[Image-grounded pointing data]
◇ ◇ ◇ ◇

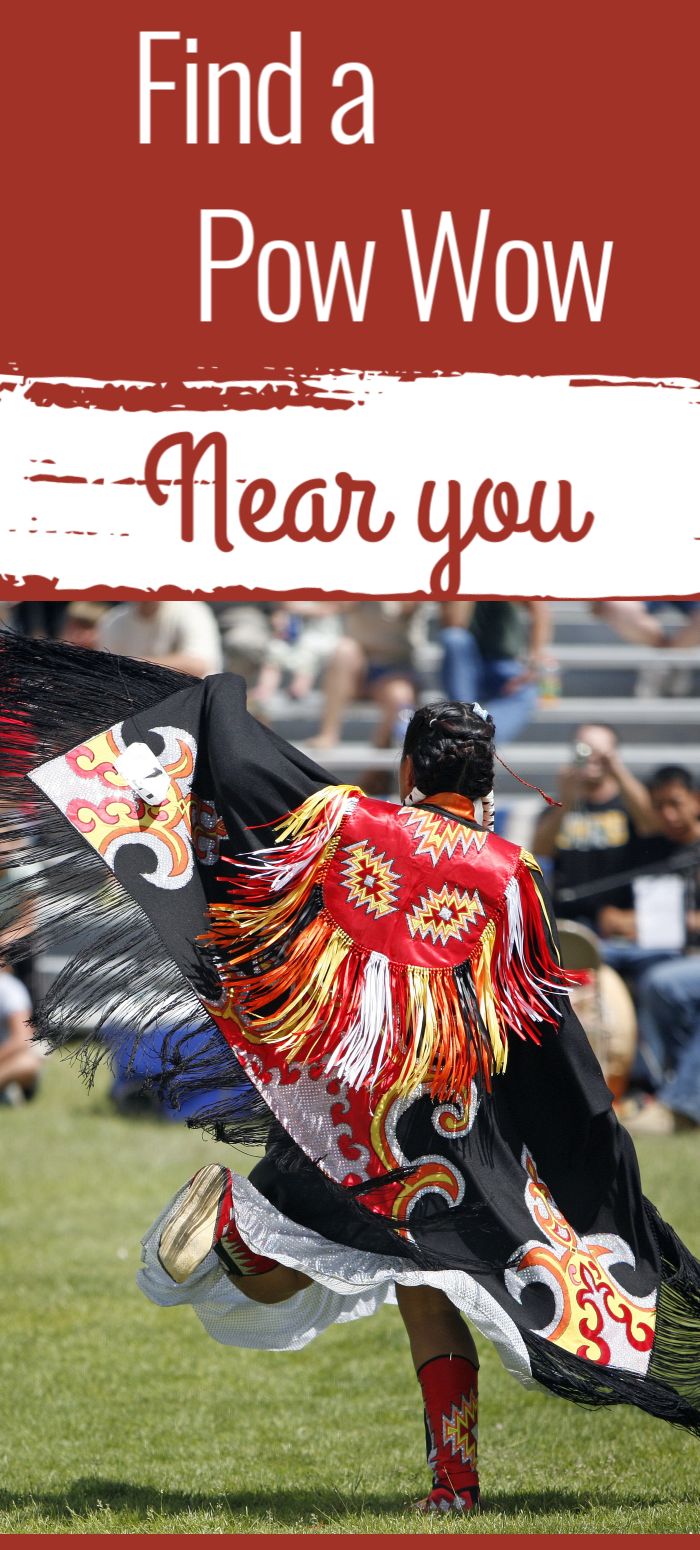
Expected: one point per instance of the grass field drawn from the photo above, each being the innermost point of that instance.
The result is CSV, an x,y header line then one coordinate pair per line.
x,y
120,1417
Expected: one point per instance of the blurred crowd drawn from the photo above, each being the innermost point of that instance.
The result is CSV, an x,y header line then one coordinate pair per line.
x,y
621,854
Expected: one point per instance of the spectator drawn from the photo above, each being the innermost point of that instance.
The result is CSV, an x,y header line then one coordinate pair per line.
x,y
375,656
302,639
81,623
598,831
669,992
181,636
638,622
245,637
496,653
19,1056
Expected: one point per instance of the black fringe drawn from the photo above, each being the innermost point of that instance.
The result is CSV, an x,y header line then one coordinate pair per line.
x,y
51,698
671,1389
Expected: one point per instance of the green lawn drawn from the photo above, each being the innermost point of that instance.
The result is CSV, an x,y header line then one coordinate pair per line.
x,y
121,1417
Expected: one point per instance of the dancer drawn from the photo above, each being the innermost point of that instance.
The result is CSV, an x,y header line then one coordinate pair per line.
x,y
372,991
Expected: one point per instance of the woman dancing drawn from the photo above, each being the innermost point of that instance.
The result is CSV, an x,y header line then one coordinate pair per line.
x,y
374,992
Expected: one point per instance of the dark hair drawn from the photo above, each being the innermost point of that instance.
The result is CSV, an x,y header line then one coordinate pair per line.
x,y
671,775
452,749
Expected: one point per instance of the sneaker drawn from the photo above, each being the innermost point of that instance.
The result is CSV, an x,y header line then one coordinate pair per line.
x,y
655,1119
197,1222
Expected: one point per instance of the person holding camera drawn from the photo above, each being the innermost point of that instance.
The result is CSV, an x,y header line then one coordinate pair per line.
x,y
600,830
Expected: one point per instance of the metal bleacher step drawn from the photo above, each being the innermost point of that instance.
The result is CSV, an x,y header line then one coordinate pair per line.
x,y
535,761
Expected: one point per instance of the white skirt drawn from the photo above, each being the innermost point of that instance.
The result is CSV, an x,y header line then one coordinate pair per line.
x,y
346,1284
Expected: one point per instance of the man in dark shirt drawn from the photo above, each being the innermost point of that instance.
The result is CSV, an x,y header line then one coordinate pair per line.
x,y
598,831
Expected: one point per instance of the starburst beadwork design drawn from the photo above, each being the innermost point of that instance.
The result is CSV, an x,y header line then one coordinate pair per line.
x,y
446,915
369,879
439,836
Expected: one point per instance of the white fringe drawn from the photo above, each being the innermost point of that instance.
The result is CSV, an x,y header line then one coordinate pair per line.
x,y
361,1051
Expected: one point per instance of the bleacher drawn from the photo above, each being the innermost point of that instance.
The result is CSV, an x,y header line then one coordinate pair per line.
x,y
598,676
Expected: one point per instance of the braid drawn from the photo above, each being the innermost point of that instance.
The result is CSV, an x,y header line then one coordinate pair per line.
x,y
452,749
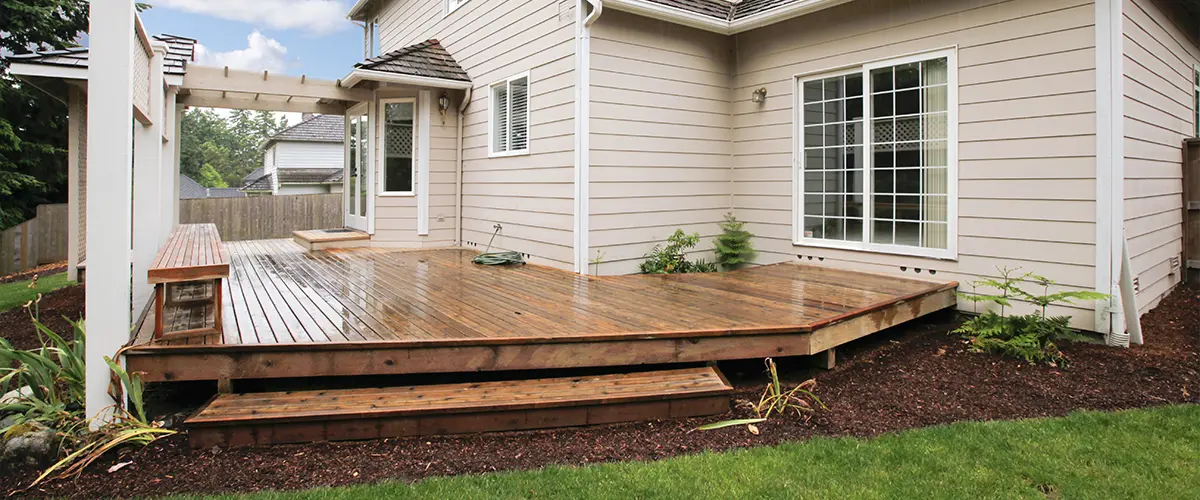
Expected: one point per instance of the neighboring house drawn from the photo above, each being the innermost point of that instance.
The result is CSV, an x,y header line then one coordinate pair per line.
x,y
1035,133
304,158
191,190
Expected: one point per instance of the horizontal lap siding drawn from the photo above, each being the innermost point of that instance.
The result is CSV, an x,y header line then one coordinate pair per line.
x,y
309,155
1026,132
661,150
1159,55
529,196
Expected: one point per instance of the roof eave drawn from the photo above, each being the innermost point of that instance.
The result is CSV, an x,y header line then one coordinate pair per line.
x,y
359,76
357,10
707,23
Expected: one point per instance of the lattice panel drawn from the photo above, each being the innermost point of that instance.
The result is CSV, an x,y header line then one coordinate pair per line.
x,y
400,140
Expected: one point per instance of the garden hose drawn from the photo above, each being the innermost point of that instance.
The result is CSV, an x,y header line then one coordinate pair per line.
x,y
498,258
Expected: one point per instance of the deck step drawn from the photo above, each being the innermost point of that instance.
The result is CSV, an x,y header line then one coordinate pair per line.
x,y
305,416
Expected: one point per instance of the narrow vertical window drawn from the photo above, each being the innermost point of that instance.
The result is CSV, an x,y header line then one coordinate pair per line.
x,y
510,116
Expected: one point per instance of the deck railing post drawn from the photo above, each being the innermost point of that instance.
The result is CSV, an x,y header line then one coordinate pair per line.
x,y
109,192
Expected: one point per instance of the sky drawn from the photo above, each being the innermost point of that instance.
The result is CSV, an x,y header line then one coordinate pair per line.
x,y
310,37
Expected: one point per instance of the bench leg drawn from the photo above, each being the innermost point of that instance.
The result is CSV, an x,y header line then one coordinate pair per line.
x,y
217,302
160,297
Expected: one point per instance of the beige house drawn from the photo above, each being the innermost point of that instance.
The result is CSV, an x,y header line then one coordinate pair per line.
x,y
1035,133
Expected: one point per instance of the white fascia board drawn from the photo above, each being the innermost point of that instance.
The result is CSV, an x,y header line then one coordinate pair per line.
x,y
48,71
707,23
359,76
671,14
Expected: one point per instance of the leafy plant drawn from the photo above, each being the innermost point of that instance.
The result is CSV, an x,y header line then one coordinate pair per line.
x,y
672,258
733,246
55,375
777,401
1030,337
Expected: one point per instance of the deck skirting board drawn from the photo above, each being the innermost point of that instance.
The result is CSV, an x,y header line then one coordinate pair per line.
x,y
383,359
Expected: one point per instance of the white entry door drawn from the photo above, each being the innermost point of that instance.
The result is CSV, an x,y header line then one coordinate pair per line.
x,y
358,181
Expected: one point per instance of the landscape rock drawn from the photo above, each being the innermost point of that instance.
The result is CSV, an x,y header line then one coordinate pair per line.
x,y
36,449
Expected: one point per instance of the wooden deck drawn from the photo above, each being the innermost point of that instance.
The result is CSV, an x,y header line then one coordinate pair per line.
x,y
370,311
301,416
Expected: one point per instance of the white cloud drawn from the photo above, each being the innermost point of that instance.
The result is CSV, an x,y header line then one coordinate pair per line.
x,y
316,16
262,53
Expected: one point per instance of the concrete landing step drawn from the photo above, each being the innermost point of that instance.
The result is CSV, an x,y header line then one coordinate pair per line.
x,y
305,416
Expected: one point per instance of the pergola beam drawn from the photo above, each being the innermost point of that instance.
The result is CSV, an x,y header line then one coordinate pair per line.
x,y
252,82
262,104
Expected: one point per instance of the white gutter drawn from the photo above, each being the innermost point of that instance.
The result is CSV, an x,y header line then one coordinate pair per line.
x,y
358,76
724,26
457,187
583,127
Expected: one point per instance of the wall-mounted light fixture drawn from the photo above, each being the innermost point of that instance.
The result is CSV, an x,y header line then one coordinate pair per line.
x,y
443,106
759,96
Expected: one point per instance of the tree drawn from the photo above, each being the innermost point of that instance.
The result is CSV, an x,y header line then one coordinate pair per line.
x,y
231,146
33,124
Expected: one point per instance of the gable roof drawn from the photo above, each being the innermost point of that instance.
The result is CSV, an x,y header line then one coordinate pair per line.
x,y
427,59
180,52
319,128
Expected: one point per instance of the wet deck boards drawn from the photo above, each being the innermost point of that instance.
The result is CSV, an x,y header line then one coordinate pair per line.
x,y
371,311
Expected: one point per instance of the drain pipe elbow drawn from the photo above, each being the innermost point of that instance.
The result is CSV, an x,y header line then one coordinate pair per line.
x,y
457,186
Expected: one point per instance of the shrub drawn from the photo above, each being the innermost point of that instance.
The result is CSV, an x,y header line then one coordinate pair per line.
x,y
55,375
1030,337
733,246
672,258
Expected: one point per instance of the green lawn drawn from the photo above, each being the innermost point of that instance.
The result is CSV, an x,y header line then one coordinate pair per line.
x,y
18,293
1145,453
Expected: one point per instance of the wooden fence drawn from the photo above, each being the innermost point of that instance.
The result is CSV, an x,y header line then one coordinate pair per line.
x,y
264,217
40,240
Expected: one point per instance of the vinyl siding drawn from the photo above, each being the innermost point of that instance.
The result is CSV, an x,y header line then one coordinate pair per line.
x,y
661,137
1026,130
309,155
531,196
1159,113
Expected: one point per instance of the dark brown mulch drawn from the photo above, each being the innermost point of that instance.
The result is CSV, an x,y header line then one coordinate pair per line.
x,y
43,270
909,377
17,326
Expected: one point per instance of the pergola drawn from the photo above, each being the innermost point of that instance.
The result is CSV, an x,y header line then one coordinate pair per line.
x,y
131,157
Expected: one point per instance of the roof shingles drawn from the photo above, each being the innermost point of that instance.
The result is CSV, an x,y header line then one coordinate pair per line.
x,y
426,59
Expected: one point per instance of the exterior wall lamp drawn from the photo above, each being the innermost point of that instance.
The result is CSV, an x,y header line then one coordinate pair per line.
x,y
759,96
443,106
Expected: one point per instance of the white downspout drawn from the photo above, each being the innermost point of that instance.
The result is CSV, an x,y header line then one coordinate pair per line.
x,y
457,188
583,126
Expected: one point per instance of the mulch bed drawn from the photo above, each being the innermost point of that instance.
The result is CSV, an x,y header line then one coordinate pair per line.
x,y
910,377
43,270
55,307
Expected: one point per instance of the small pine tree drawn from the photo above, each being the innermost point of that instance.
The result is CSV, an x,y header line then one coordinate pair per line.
x,y
733,246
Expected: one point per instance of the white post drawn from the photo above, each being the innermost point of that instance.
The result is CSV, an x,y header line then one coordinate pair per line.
x,y
148,185
175,160
109,191
75,110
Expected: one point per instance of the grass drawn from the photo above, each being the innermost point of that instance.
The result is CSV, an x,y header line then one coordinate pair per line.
x,y
16,294
1140,453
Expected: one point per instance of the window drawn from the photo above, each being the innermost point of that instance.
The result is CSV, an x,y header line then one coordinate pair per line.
x,y
877,157
509,131
397,140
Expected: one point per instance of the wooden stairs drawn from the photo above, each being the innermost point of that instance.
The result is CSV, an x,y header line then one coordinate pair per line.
x,y
305,416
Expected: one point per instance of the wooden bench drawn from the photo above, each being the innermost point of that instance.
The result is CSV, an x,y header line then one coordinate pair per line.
x,y
187,276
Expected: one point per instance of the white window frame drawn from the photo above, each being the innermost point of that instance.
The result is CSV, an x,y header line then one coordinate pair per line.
x,y
454,5
952,191
491,116
381,166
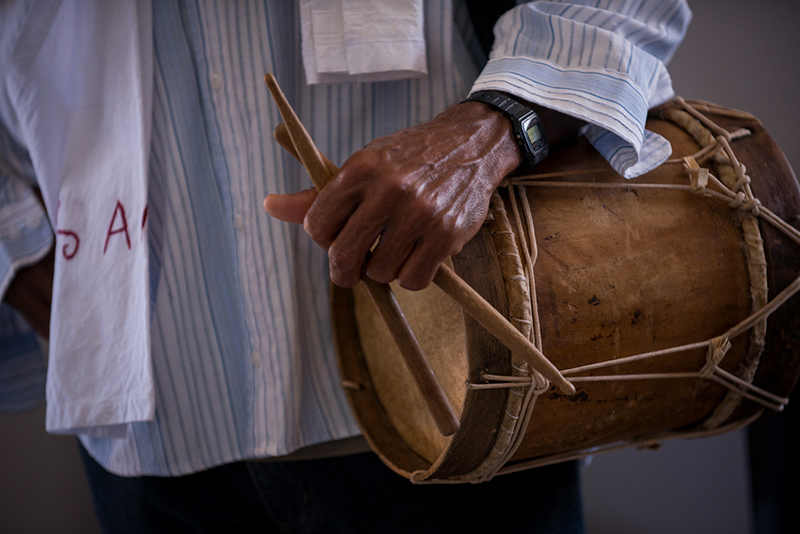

◇ ◇ ◇ ◇

What is required
Above are the records; copy every line in them that holds the word "mulch".

Task answer
Expected: one point per instance of the dark brown mulch drawn from the photo above, each being the innermost point of that instance.
Expected: one point per instance of the mulch bed drawn from the photo above, each being the innermost point of that instance.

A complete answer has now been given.